What you should do →
Among the records that follow, find the line with "Query: grazing wildebeest" and the line with "Need: one point per instance of the savanna". Set down those lines and all lines between them exactly, without adding anything.

Provided material →

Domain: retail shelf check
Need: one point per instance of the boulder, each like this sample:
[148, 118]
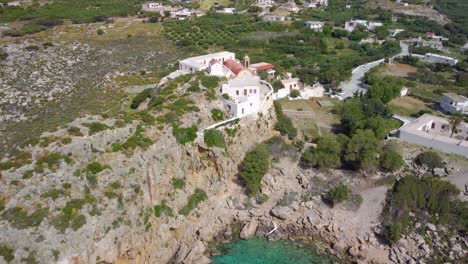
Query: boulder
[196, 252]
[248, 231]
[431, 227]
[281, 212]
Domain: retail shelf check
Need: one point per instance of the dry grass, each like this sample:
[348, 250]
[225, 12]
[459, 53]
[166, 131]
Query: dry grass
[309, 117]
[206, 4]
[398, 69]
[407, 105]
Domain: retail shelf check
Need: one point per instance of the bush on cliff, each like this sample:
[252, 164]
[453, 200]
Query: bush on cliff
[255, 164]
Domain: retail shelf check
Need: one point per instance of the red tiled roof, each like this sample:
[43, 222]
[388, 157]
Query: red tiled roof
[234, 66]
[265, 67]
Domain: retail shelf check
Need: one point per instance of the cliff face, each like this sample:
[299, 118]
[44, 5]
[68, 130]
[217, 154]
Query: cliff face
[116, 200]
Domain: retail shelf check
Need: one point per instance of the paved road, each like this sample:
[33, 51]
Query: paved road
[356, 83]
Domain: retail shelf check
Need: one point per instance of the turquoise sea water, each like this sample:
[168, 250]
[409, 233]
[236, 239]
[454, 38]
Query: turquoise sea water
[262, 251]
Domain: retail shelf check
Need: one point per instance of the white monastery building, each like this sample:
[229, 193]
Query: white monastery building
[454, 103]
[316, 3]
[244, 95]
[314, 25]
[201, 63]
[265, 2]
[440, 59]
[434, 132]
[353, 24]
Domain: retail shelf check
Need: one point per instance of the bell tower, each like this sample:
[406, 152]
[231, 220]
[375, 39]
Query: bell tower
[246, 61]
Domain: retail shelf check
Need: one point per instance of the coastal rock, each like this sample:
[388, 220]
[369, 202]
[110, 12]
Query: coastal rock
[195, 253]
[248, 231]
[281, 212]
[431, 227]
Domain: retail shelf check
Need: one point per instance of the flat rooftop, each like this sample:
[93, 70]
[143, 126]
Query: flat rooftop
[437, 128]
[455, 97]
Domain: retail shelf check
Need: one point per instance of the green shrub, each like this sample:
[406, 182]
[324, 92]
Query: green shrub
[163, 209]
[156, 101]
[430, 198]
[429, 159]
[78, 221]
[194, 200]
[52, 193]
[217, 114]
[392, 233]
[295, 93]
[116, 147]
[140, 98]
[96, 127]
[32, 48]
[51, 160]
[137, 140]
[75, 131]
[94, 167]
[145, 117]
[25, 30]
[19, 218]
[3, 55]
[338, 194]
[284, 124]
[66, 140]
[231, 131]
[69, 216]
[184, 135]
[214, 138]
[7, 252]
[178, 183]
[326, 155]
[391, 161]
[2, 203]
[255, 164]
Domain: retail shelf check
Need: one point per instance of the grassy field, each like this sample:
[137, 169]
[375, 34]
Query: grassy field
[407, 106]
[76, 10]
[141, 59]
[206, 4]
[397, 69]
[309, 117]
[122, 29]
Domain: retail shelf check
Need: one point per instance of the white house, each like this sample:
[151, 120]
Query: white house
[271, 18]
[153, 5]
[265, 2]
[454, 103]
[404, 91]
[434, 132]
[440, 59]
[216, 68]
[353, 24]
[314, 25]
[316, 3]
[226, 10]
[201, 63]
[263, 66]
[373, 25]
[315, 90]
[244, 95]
--
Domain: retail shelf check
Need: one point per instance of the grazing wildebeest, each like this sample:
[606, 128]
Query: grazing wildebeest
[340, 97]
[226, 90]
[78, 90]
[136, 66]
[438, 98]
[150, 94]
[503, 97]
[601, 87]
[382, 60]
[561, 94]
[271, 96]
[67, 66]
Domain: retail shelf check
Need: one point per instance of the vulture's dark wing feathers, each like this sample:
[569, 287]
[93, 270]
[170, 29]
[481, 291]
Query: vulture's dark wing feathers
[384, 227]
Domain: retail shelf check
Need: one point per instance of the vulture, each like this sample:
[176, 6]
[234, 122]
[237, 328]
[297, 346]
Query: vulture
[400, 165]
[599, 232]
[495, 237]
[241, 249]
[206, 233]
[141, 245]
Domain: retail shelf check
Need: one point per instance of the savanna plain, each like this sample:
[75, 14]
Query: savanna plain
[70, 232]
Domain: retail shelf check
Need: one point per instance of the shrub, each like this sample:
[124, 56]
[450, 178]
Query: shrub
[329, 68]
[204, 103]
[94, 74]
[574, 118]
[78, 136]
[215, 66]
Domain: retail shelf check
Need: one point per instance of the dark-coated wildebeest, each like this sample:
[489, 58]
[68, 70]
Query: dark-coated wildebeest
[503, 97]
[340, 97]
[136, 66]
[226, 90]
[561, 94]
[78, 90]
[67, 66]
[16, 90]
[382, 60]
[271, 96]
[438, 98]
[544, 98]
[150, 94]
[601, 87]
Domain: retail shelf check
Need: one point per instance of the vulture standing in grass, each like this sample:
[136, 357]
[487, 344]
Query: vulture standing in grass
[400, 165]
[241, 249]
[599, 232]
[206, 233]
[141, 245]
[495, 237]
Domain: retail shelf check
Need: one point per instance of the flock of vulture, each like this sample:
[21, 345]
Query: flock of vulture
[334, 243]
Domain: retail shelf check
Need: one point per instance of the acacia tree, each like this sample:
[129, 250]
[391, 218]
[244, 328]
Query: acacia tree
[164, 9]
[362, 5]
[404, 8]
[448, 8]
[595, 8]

Output below →
Query: grazing wildebeest
[340, 97]
[226, 90]
[78, 90]
[136, 66]
[438, 98]
[150, 94]
[503, 97]
[601, 87]
[382, 60]
[561, 94]
[271, 96]
[67, 66]
Domain: retail shelf check
Need: one point per instance of the vulture's dark wing feathers, each like this sample:
[569, 287]
[93, 270]
[170, 29]
[481, 291]
Query: vulture's dark wing feathers
[384, 227]
Domain: retail shelf check
Need: one point per instance of the vulture, each like this sample:
[176, 6]
[234, 122]
[237, 328]
[297, 346]
Query: vulture
[400, 165]
[599, 232]
[495, 237]
[241, 249]
[206, 233]
[141, 245]
Domain: retail shelf check
Need: one point per instance of the savanna plain, each like this sample:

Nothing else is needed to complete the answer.